- **Exercise brief**
What follows is a block of records; reproduce all of it verbatim.

- **Dataset extract**
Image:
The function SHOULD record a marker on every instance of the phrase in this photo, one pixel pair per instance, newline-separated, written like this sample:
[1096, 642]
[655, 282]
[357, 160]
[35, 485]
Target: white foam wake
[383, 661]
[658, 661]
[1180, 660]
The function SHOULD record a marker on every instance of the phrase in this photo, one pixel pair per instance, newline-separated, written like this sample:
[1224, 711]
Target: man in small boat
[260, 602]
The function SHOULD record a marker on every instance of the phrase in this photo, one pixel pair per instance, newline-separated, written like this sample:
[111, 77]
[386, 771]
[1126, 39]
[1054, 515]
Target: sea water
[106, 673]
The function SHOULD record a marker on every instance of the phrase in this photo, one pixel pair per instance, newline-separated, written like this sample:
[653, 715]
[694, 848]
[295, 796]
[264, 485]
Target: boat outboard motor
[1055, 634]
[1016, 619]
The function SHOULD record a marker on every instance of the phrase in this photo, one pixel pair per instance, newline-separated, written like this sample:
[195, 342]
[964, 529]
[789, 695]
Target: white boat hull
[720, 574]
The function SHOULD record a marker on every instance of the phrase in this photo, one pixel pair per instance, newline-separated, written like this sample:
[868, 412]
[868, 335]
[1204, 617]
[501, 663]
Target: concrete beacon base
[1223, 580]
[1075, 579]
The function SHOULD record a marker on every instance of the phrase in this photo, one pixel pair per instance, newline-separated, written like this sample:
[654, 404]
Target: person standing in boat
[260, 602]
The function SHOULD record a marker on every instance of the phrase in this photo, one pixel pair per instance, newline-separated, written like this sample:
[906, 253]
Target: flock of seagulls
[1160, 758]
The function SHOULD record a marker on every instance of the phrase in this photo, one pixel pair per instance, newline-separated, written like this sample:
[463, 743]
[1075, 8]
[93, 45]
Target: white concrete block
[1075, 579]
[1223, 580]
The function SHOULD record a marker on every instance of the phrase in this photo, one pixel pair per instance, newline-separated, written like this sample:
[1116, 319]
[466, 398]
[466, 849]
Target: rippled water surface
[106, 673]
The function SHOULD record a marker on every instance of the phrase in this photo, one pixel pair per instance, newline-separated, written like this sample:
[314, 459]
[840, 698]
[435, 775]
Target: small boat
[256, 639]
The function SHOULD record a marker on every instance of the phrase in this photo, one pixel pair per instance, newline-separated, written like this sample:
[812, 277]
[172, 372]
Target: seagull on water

- **Exercise answer**
Image:
The function SHOULD record a marker on every instance of the phrase in this photo, one pixel pair per instance, newline-separated, written like this sample:
[1096, 642]
[655, 282]
[357, 160]
[35, 485]
Target: white foam wake
[383, 661]
[658, 661]
[1180, 660]
The function SHOULD record a marker on every instance of the phrase in this photo, one pixel pair per instance, newline-separated, written like this sample:
[1224, 711]
Target: man in small boat
[260, 602]
The function SHOULD record a marker on every instance of the phrase in this photo, one pixel pair per instance, newline-separated, written like this sample:
[111, 77]
[386, 771]
[1126, 39]
[1054, 515]
Target: sea water
[106, 673]
The function SHOULD record a marker on every instance of the phrase in this photo, one pixel pair per instance, newline-separated, written like this sample:
[653, 715]
[694, 848]
[295, 796]
[264, 485]
Target: boat outboard motor
[1055, 634]
[1016, 619]
The function SHOULD record a marker on every instance of the phrase in this photo, one pixel pair per instance, newline-separated, written like this sample:
[195, 342]
[964, 529]
[789, 695]
Target: white boat hull
[720, 574]
The function SHOULD record a marker on every instance of the phrase in this photo, one pixel pair per instance, newline-separated, written like this sample:
[868, 412]
[868, 335]
[1204, 617]
[501, 663]
Target: concrete beacon base
[1223, 580]
[1075, 579]
The function SHOULD record a marker on every instance of the phrase in this photo, one pixel pair per instance, newline-separated, written like this sample:
[654, 404]
Target: person standing in boat
[260, 602]
The function SHOULD record a marker on every instance of the phrase in this photo, one pixel pair per instance, newline-separated, written like this sample:
[906, 253]
Target: flock of seagulls
[1160, 758]
The function SHOULD record a marker on every instance of the phrase in this photo, one pixel pair per instance, newline-separated, written like this sample:
[463, 743]
[1075, 8]
[93, 45]
Target: white concrete block
[1075, 579]
[1223, 580]
The function SHOULD record a marker on every instance of the phrase in this photo, one pixel pair per instance, newline-separated, written like this sample:
[1116, 319]
[466, 398]
[466, 849]
Target: rippled water surface
[106, 673]
The function SHOULD record a marker on every instance of the phrase in this photo, one pixel pair per instance, newline-separated, written like this sample:
[314, 459]
[840, 698]
[435, 775]
Target: small boat
[256, 639]
The function SHOULD record a marker on every instance of the phrase in this photo, one pixel pair per instance, newline-separated, written like this sample:
[812, 277]
[172, 372]
Target: seagull on water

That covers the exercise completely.